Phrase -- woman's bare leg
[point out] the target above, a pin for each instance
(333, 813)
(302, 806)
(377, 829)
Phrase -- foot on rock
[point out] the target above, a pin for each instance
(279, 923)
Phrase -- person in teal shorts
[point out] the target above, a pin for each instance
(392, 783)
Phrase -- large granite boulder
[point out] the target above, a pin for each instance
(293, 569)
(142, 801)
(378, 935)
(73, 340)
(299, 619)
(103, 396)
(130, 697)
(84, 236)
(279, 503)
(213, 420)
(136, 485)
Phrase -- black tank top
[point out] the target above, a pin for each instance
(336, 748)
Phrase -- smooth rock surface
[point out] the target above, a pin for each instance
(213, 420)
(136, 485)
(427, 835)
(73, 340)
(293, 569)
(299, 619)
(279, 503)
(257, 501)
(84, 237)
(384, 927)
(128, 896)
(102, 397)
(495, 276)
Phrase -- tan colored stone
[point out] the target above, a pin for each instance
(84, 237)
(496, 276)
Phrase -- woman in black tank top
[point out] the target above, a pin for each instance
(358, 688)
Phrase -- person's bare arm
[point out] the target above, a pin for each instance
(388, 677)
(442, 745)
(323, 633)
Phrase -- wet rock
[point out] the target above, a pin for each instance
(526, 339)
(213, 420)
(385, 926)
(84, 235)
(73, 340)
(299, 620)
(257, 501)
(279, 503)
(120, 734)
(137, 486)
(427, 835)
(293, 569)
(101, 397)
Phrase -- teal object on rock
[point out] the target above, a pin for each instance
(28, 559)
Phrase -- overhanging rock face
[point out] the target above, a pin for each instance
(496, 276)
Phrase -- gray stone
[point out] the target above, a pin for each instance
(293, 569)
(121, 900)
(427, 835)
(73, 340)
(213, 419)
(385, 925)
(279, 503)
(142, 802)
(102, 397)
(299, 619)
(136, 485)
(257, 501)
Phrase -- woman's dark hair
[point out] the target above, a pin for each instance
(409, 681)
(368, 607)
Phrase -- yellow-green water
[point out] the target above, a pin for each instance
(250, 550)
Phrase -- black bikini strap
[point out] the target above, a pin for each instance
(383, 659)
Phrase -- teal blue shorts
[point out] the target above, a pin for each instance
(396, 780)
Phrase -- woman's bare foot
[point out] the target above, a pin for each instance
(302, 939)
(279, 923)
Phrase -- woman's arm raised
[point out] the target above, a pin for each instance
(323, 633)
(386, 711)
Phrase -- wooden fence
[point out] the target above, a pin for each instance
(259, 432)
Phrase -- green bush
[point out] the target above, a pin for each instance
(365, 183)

ABOUT THIS TASK>
Print the records again, exactly as they stand above.

SOLUTION TO THIS TASK>
Phrase -- woman's bare leg
[point out] the target above, a pin for each instance
(333, 813)
(302, 806)
(377, 829)
Phrase -- foot on rock
[point out] the target above, a pin for each instance
(279, 923)
Phrase -- person in teal shorts
[point out] the target above, a pin for each instance
(392, 783)
Phrase -- large granite boulder
[point out] the target above, a pin for each instance
(293, 569)
(142, 801)
(378, 935)
(73, 340)
(299, 619)
(103, 396)
(130, 697)
(84, 236)
(279, 503)
(213, 420)
(136, 485)
Phrase -- black tank top
[point out] the target above, a pin for each instance
(336, 748)
Phrase -- smooth rock surface
[point out] the target above, a pin for each instance
(213, 420)
(136, 485)
(427, 835)
(73, 340)
(293, 569)
(299, 619)
(279, 503)
(257, 501)
(84, 237)
(384, 927)
(128, 896)
(102, 397)
(495, 276)
Phrase -- tan colored stone
[point out] the target above, a pin for each instance
(84, 237)
(496, 276)
Phrase -- woman in black tank top
[point out] the target above, a pin for each instance
(358, 688)
Phrase -- person's bare arm
[point out] the target above, a pin for each instance
(388, 677)
(442, 745)
(323, 633)
Phrase -- wet rock
[point out] the target above, a pin for each instance
(526, 339)
(213, 420)
(385, 926)
(84, 235)
(73, 340)
(299, 620)
(257, 501)
(279, 503)
(120, 734)
(137, 486)
(427, 835)
(293, 569)
(101, 397)
Phrase -- teal object on rock
[point out] the target above, a pin for each instance
(28, 559)
Phrase -- overhanging rock face
[point out] the target above, a pin for each instance
(496, 276)
Phrase -- gray stone
[point out] the target above, a pin for each instance
(293, 569)
(121, 900)
(427, 835)
(73, 340)
(213, 419)
(385, 925)
(279, 503)
(142, 802)
(102, 397)
(299, 619)
(136, 485)
(257, 501)
Phrase -- woman's dark hair
[point out] the target above, a pin for each instance
(409, 681)
(368, 607)
Phrase -- yellow-green water
[point out] the target above, a pin for each instance
(250, 550)
Phrase -- black bikini strap
[point out] the target above, a pin for each instance
(383, 659)
Phrase -- teal blue shorts
[point out] the target above, a pin for each instance
(396, 780)
Phrase -- woman's bare foot
[point out] the target above, a pin for each instance
(302, 939)
(279, 923)
Phrase -- woman's arm raised
[point out] the target above, a pin for each instance
(323, 633)
(386, 711)
Phrase -- wooden fence
[point out] the target above, a pin for each instance
(259, 432)
Phrase -- green bush
[point out] the target above, a pin for each instance
(365, 183)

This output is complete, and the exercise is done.